Your job is to return each record exactly, minus any pictures.

Material provided >>
Content starts

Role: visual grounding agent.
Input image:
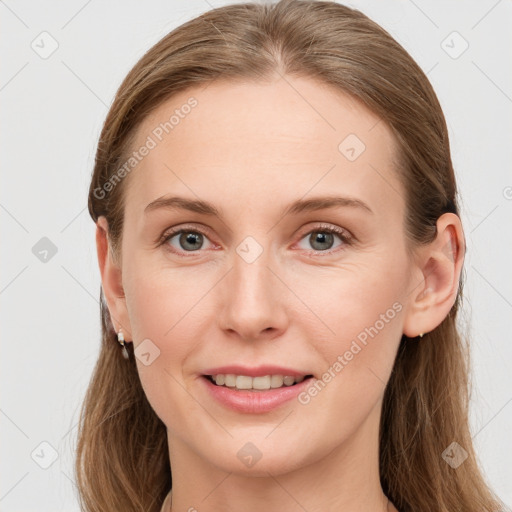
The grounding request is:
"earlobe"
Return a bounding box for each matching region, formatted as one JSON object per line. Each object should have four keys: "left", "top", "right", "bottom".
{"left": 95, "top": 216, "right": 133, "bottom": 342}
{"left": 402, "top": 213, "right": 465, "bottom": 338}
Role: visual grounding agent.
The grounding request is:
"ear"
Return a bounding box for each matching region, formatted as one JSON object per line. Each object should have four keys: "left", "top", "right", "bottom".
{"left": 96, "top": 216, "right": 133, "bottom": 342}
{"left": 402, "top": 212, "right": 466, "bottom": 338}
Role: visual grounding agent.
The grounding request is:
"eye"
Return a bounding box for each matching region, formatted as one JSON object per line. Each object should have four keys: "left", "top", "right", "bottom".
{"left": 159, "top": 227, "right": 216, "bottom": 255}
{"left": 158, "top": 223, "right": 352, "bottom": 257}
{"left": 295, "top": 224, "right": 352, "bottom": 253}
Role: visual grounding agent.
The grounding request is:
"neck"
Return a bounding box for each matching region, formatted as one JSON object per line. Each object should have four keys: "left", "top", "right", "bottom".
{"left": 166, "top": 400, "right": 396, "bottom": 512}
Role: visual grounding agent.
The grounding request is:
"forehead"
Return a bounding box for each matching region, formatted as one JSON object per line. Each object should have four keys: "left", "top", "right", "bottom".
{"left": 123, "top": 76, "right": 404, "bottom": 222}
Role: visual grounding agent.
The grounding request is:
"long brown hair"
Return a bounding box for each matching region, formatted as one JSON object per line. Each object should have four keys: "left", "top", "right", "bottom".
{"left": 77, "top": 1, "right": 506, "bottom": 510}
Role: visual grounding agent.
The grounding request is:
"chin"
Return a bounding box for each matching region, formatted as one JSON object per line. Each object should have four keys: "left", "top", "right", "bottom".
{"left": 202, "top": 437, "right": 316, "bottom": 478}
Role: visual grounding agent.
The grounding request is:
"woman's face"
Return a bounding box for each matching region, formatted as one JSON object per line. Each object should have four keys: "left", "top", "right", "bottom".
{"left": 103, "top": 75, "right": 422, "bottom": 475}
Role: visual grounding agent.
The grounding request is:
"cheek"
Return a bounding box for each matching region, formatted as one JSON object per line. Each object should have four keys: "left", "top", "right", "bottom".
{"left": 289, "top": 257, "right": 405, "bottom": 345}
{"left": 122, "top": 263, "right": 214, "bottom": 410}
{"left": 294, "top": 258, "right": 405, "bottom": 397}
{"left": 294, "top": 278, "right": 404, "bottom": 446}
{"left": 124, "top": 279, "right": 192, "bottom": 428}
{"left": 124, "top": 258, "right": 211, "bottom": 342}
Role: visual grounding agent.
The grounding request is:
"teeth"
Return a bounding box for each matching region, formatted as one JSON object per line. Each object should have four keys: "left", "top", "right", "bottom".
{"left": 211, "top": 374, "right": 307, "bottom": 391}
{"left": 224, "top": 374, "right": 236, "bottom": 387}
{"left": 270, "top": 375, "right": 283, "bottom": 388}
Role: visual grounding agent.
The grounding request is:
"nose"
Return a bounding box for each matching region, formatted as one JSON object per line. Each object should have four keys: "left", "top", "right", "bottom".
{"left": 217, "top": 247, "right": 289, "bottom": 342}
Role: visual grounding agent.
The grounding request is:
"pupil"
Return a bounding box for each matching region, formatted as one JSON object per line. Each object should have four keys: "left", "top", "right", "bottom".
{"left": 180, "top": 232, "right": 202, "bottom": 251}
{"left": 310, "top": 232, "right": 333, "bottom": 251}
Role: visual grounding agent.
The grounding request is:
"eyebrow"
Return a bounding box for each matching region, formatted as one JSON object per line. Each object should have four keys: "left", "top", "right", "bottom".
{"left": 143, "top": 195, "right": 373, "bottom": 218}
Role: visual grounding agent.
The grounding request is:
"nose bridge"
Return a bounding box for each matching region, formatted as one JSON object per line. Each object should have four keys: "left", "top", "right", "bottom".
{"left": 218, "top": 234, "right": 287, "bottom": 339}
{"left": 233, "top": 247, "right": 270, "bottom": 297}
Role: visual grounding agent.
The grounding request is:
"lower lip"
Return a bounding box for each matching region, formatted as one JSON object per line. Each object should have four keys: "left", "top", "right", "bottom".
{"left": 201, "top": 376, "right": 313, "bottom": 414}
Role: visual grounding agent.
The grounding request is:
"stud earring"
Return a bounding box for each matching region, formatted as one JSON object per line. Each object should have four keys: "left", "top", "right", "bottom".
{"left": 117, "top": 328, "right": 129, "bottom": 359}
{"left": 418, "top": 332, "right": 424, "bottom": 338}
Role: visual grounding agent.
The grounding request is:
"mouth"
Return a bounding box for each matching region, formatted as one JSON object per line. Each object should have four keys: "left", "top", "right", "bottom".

Content ends

Answer for the task >>
Role: visual grounding agent.
Input image:
The grounding request is:
"earlobe"
Return a bounding box for each matching region, formatted as one JSON object per line. Each object should have four keys: "left", "top", "right", "bottom".
{"left": 95, "top": 216, "right": 133, "bottom": 342}
{"left": 402, "top": 213, "right": 465, "bottom": 338}
Role: visual grounding agent.
The grounding request is:
"ear"
Return a bounding box for each matching region, formatted as one JSON object per line. Each object should have four keys: "left", "top", "right", "bottom".
{"left": 96, "top": 216, "right": 133, "bottom": 342}
{"left": 402, "top": 212, "right": 466, "bottom": 338}
Role: visual grounding agent.
The grounding request is:
"eye"
Return a bounding box for each matching region, formatted as one JSON object per line. Each object should have four keys: "left", "top", "right", "bottom".
{"left": 159, "top": 227, "right": 216, "bottom": 255}
{"left": 158, "top": 223, "right": 352, "bottom": 257}
{"left": 295, "top": 224, "right": 352, "bottom": 253}
Role: visual grounding agent.
The grounding request is:
"neck"
Return a bounding box for each matching region, formatted as one JSON object per line. Each object should have four keys: "left", "top", "right", "bottom".
{"left": 166, "top": 400, "right": 396, "bottom": 512}
Role: visual grounding agent.
The grounding request is:
"forehead"
Return a bounding box for each matching region, formatted as one JSON object per line. Each object should have four keys: "left", "top", "right", "bottom".
{"left": 123, "top": 76, "right": 404, "bottom": 222}
Role: visual grounding agent.
The grounding request is:
"long brown hair"
Return a bounding box for each matching region, formatted as one JSON object per line. Each object should have four keys: "left", "top", "right", "bottom".
{"left": 77, "top": 1, "right": 506, "bottom": 510}
Role: visual grounding agent.
The grounding request is:
"chin"
Return a bounding box for each matching region, formatted as one JSON object per line. Each object should have four keys: "left", "top", "right", "bottom".
{"left": 202, "top": 437, "right": 316, "bottom": 478}
Role: visual grounding agent.
The grounding request is:
"woman's face"
Return a bounding box for each matching region, formatted as one JSON object per line. Each object should have four keys: "left", "top", "right", "bottom".
{"left": 103, "top": 75, "right": 422, "bottom": 475}
Role: visual grounding agent.
The grounding request is:
"cheek"
Return a bounding box for each matching region, formatted as one JSON object per line. Each object should have four keys: "left", "top", "right", "bottom".
{"left": 289, "top": 257, "right": 405, "bottom": 345}
{"left": 122, "top": 263, "right": 214, "bottom": 410}
{"left": 294, "top": 258, "right": 405, "bottom": 397}
{"left": 294, "top": 278, "right": 404, "bottom": 446}
{"left": 124, "top": 279, "right": 192, "bottom": 428}
{"left": 124, "top": 258, "right": 211, "bottom": 342}
Role: visual grounding agent.
The grounding request is:
"teeth"
Return a bounding box for each matching region, formatted as one JSON object per line. Each object should have four keys: "left", "top", "right", "bottom".
{"left": 211, "top": 374, "right": 307, "bottom": 391}
{"left": 224, "top": 374, "right": 236, "bottom": 387}
{"left": 270, "top": 375, "right": 283, "bottom": 388}
Role: visual grounding agent.
The grounding request is:
"nose"
Return a bounding box for each matching region, formatted as one JSON object per line. Each object should have four keys: "left", "top", "right", "bottom".
{"left": 217, "top": 247, "right": 289, "bottom": 342}
Role: visual grounding agent.
The grounding request is:
"pupil"
Return a bounding box for each matching region, formatted as one JSON object per line. Each object should have four keys: "left", "top", "right", "bottom".
{"left": 180, "top": 232, "right": 202, "bottom": 251}
{"left": 310, "top": 232, "right": 333, "bottom": 251}
Role: visual grounding agent.
The grounding request is:
"eyebrow"
Return a bounding box for each matching region, formatted as one JSON object per line. Each object should have four keys: "left", "top", "right", "bottom".
{"left": 143, "top": 195, "right": 373, "bottom": 218}
Role: visual grounding agent.
The grounding request is:
"nose bridge"
Return a bounding box for each matching region, formatted as one JSON object per line. Each object should have four keys: "left", "top", "right", "bottom".
{"left": 218, "top": 234, "right": 287, "bottom": 339}
{"left": 233, "top": 247, "right": 270, "bottom": 297}
Role: visual grounding agent.
The grounding request is:
"lower lip"
Return a bounding box for each matching region, formatted as one JSON object per line. Each object should have four keys: "left", "top", "right", "bottom".
{"left": 201, "top": 376, "right": 313, "bottom": 414}
Role: visual grounding agent.
The grounding request is:
"stud earring"
Return a bounding box for each matching region, formatted as one JSON object per line. Each object should have four keys: "left", "top", "right", "bottom".
{"left": 117, "top": 328, "right": 129, "bottom": 359}
{"left": 418, "top": 332, "right": 424, "bottom": 338}
Role: visual grounding agent.
The grounding request is:
"mouth"
Return a bounding box for each matching region, formatted as one JSON object per line. Each object should have four keys: "left", "top", "right", "bottom".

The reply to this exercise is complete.